:: TEXT EXCERPT

Parameterization of the interaction model

The simulations of two interaction loci were conducted in a manner similar to that described by Marchini et al.23 The parameters of the simulation were set to give the marginal effect within the range suggested by empirical studies in humans, namely relative risks of 1.2–2.0.24, 25 Therefore, we set the disease prevalence equal to 0.01 and defined marginal heterozygote odds ratio to the value λ. By setting these marginal parameters, the baseline value, α, and the genotype effects in terms of odds, 1+θ, corresponding to the disease model can be calculated according to the range of allele frequencies (p). We assume equal contribution of two loci, for example, loci A and B; hence, the allele frequencies of the interacting loci are assumed to be the same (pA=pB).

Haplotype simulation

We simulated three unlinked haplotype regions by using a haplotype-based simulation software known as SNAP.26 We assume that markers are in strong LD within the regions, whereas markers from different regions are assumed to be in linkage equilibrium. Two haplotype regions were preset to contain the risk loci, whereas the third haplotype region was not. LD between the risk locus and the other three loci within the haplotype region was set to D′=1. This LD pattern consists of five haplotypes, encoded as 1111, 1211, 1212, 1221 and 2212. For nine models, two haplotype regions (each containing one risk locus) were simulated using the parameter setting as follows: n=250, 500, 1000 or 2000; pA=pB=0.05, 0.1, 0.2 or 0.5 and λ=1.2, 1.5 or 2.0. The non-disease haplotype region was simulated by assigning equal probability haplotypes in the LD block.

Searching for haplotype interaction

The haplotype data were used for pHCR analysis, whereas we ignored the phased genotypic information to produce the unphased genotype data for MDR and FAMHAP analysis. We simulated 1000 replicates for each combination of defined parameters to assess the algorithm performance and performed 1000 permutations to determine the threshold for significance. For MDR and pHCR, the permutation was conducted by reassigning the affected status within each data set. The entire process of both pHCR and MDR was performed to produce the empirical distribution of average prediction error. This distribution was used to estimate the significance level of the prediction error generated from the best haplotype interaction model of the original data set.

For the FAMHAP experiment, all possible locus combinations were allowed in searching for interaction (allcombi, maxregion=2) and 10 000 permutations were conducted to obtain the significance level of each interaction. The nominal threshold α was set to 0.05 for every simulation. The strict definition was considered for correct interaction in which

  • pHCR identified the interaction of both at-risk haplotypes as the best model;

  • MDR identified the interaction of both at-risk loci as the best model; and

  • FAMHAP identified an interaction comprising both at-risk loci with a significant P-value under Bonferroni correction.

In summary, for each interaction model, we simulated 48 different scenarios to see the effect of sample size, causative allele frequency and λ value. For each scenario, 1000 replicates were conducted to assess the power on the basis of 1000 permutations.

::::
:: GIVEN RECORDS

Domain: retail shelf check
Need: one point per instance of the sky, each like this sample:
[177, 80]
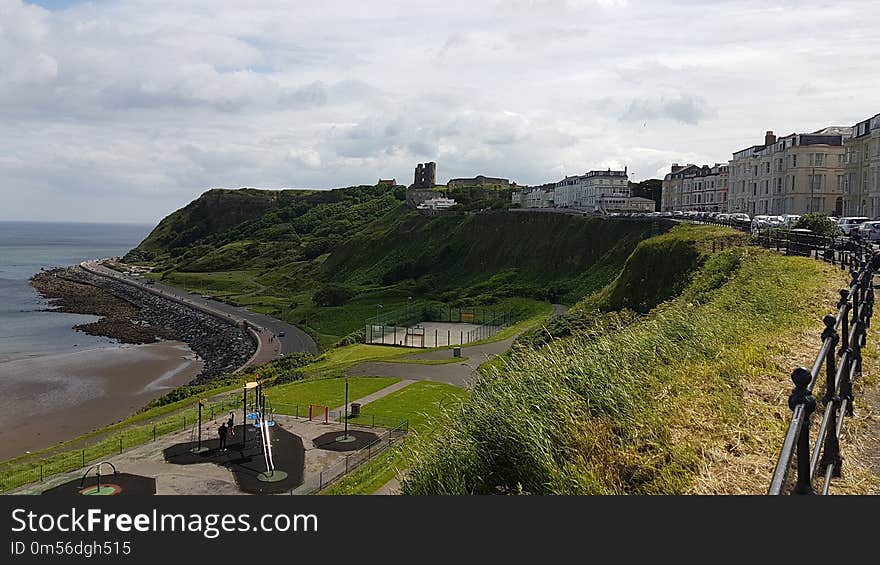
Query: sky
[126, 110]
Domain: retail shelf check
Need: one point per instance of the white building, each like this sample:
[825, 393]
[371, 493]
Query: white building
[437, 204]
[595, 191]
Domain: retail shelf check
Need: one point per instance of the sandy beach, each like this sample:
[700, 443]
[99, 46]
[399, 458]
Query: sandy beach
[45, 400]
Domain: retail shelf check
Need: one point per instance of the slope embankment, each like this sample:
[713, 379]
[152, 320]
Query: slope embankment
[686, 397]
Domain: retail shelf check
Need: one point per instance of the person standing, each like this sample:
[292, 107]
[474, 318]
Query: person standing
[222, 431]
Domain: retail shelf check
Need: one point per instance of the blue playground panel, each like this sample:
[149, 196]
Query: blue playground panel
[269, 423]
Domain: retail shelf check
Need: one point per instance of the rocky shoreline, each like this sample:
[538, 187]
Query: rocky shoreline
[132, 315]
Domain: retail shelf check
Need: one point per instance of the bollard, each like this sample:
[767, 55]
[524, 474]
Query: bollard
[802, 398]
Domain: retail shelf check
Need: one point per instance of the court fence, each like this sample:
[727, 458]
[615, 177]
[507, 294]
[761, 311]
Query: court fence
[421, 326]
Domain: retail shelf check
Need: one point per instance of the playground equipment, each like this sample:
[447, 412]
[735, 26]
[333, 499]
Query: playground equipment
[108, 489]
[263, 421]
[316, 410]
[345, 437]
[196, 431]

::::

QUESTIONS TO ANSWER
(1) According to the simulation methods text, how many permutations were conducted in the FAMHAP experiment to obtain the significance level of each interaction?
(2) Continue the simulation methods text from its final sentence.

YOUR RESPONSES
(1) 10 000 permutations.

(2)
Results

Simulation study

In our simulation study, we selected a broad range of disease models to compare the three main algorithms that study gene–gene interaction from simple to complex interaction, for example, asymmetry and heterogeneity. From nine selected models, they can be categorized into four main groups:

  1. 1

    the joint effect (DD, RR and RD);

  2. 2

    recessive/exclusive (h-RorR, XOR);

  3. 3

    dominant (h-DorD, DorD); and

  4. 4

    threshold (T, Tmod)

For joint effect, the RD model represents an asymmetric model. The threshold models represent large effect size models, that is, common diseases. For exclusive recessive and exclusive dominant models, the heterogeneity effect is applied to observe the effect of the heterogeneity in comparison with another similar model of the same group. The simulation results are discussed in terms of the robustness in predicting for epistasis against different models, the effect of sample size, allele frequency and λ value to the power of each algorithm in comparison.

Figure 2 presents the average power of MDR, pHCR and FAMHAP across 48 scenarios of 9 models. The power of analysis is strongly dependent on the model used, which is the same for all three algorithms. For example, power is very low for the XOR model, but is consistently high for the Tmod model. For comparative purposes only, the power of each method is considered high if it is 0.5. Nevertheless, for any given model, power varies between algorithms. MDR has a consistently lower power than do pHCR and FAMHAP. The FAMHAP algorithm has a higher power than do the other two algorithms for the DD, RR, h-DorD, T and Tmod models. Although pHCR has a greater power than does FAMHAP for the RD, XOR, h-RoR and DorD models, the power is considerably low. As pHCR and MDR use the same framework while searching for gene–gene interactions, the gain in power of pHCR over MDR occurs by introducing haplotype into the search framework. This result emphasizes the higher power of haplotype analysis over single locus analysis. It is worth noting that for FAMHAP to detect all of the true interactions, we had to relax the P-value threshold from preset value for all nine models.

Figure 2
figure 2

The overall power performance. The average power across 48 scenarios of each model is shown. The gray line, Parallel Haplotype Configuration Reduction (pHCR) results; the black line, Multifactor Dimensionality Reduction (MDR) results; and the dashed black line, FAMHAP results for the correct interaction defined by the significance level.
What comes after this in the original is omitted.